[Begin Materials provided]

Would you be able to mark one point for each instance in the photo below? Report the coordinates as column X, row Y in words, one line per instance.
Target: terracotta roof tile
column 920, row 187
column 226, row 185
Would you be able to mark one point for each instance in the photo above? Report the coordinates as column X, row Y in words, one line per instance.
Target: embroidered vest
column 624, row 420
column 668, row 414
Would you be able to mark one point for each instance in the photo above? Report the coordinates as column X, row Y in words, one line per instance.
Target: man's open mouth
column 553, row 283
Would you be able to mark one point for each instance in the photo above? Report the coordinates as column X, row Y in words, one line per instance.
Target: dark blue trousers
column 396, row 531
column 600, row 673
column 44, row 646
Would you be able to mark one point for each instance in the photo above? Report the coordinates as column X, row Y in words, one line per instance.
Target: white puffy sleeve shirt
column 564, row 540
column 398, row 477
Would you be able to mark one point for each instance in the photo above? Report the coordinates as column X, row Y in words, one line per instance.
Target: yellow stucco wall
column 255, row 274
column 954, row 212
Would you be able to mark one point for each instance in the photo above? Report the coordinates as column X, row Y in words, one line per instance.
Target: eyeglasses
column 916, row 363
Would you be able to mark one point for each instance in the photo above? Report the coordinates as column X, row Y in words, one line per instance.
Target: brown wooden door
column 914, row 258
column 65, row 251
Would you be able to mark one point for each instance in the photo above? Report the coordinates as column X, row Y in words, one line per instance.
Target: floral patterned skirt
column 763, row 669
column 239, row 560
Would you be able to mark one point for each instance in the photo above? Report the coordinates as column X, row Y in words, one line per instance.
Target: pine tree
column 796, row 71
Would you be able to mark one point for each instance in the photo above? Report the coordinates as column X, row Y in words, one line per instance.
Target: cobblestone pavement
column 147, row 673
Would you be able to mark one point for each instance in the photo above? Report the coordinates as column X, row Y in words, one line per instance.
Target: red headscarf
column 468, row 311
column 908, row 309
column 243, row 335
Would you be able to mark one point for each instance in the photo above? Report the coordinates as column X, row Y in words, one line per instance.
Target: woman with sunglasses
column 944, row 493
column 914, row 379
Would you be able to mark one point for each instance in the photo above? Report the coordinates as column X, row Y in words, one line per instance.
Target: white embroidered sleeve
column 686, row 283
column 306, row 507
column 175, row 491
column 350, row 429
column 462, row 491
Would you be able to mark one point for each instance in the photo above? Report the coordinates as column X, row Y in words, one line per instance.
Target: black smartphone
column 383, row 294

[End Materials provided]

### Problem requirements
Copy all of the data above word for word, keeping every line unchanged and in the same order.

### Answer to this task
Would you be able to mark one point for each instance in the photo below? Report the coordinates as column X, row Y in words, one line per instance.
Target: terracotta roof tile
column 920, row 187
column 226, row 185
Would you be able to mark one point for each instance in the photo above? Report the coordinates as column X, row Y in words, one line per instance.
Target: embroidered vest
column 624, row 420
column 668, row 414
Would you be able to mark one point for each instance in the photo above? Report the coordinates as column X, row Y in words, one line per instance.
Target: man's open mouth
column 553, row 283
Would you be able to mark one point for each instance in the photo above? Report the coordinates as column X, row Y in words, one line per instance.
Target: dark blue trousers
column 396, row 531
column 600, row 673
column 44, row 646
Would you be able to mark one point for each instance in the photo above? Report the coordinates as column X, row Y in words, one line per instance.
Target: white puffy sleeve shirt
column 564, row 540
column 398, row 477
Would you be able to mark one point for each instance in the photo above? Report the coordinates as column X, row Y in words, one line per instance.
Target: yellow stucco wall
column 255, row 274
column 954, row 212
Would you be able to mark one point for each instance in the photo above? Report the coordinates as column X, row Y in words, one line per instance.
Target: eyeglasses
column 916, row 363
Would you be able to mark one point for each instance in the photo above? Report the coordinates as column X, row Y in words, one line per instance.
Target: brown wooden door
column 914, row 258
column 65, row 251
Would you be able to mark one point for each instance in the photo above? Report the coordinates as column X, row Y in words, one line per instance.
Target: floral patterned skirt
column 763, row 669
column 239, row 560
Would you be able to mark one point for each instance in the photo above? Report the coordinates as column X, row Y in words, one line per instance.
Target: pine tree
column 796, row 71
Would you be able to mark one point for each instance in the photo above? Report the coordinates as column X, row Y in words, one line per instance.
Target: cobblestone pavement
column 147, row 673
Would you be able to mark one point for each instance in the photo above? Report the coordinates as column X, row Y in words, one line per instance.
Target: red headscarf
column 468, row 311
column 908, row 309
column 243, row 335
Would you be able to mark one point for each instance in the photo above? Report the coordinates as column X, row Y in words, one line per instance.
Target: woman with sunglasses
column 944, row 493
column 914, row 379
Would you be able to mark one point for each instance in the photo above? Report the coordinates as column X, row Y in words, one line per instance.
Target: white embroidered sleeve
column 686, row 283
column 306, row 507
column 175, row 491
column 350, row 429
column 462, row 491
Would you be able to mark one point for each instance in the photo above? Report the coordinates as column X, row Y in words, one line per instance.
Target: black smartphone
column 383, row 294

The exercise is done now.